§ WORK TO COMPLETE: How many lines in the material below contain the string "Expected"? Matching is case-sensitive, and the reply should be the number alone.

Entries from an annotation dataset:
'''
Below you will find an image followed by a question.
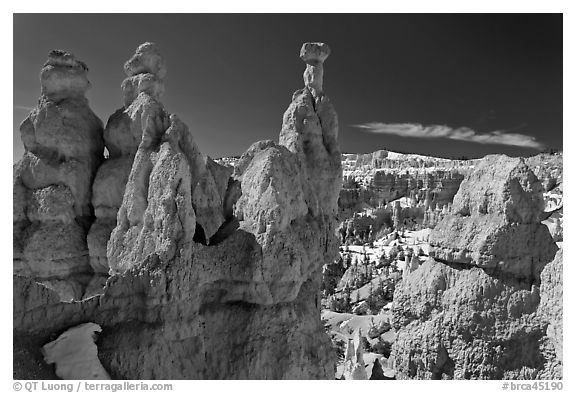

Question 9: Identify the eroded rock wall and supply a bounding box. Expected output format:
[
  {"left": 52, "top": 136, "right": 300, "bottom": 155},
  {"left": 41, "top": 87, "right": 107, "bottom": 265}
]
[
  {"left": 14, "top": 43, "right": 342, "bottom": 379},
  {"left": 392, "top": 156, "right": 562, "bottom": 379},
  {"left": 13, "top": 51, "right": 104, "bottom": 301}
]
'''
'''
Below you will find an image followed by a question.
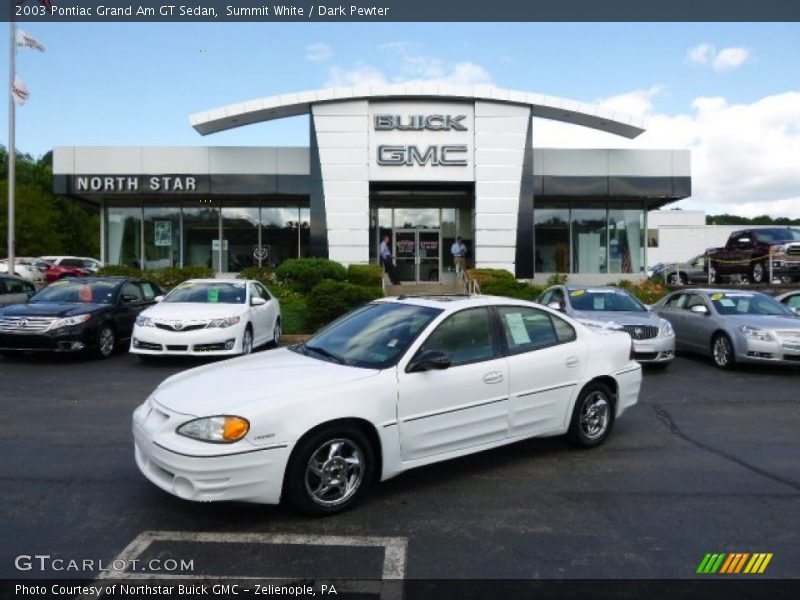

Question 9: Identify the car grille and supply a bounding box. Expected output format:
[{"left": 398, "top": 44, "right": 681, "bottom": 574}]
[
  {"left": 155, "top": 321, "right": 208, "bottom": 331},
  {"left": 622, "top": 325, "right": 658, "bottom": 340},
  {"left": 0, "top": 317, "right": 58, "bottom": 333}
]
'''
§ SOLUTION TO THIS PROBLEM: 2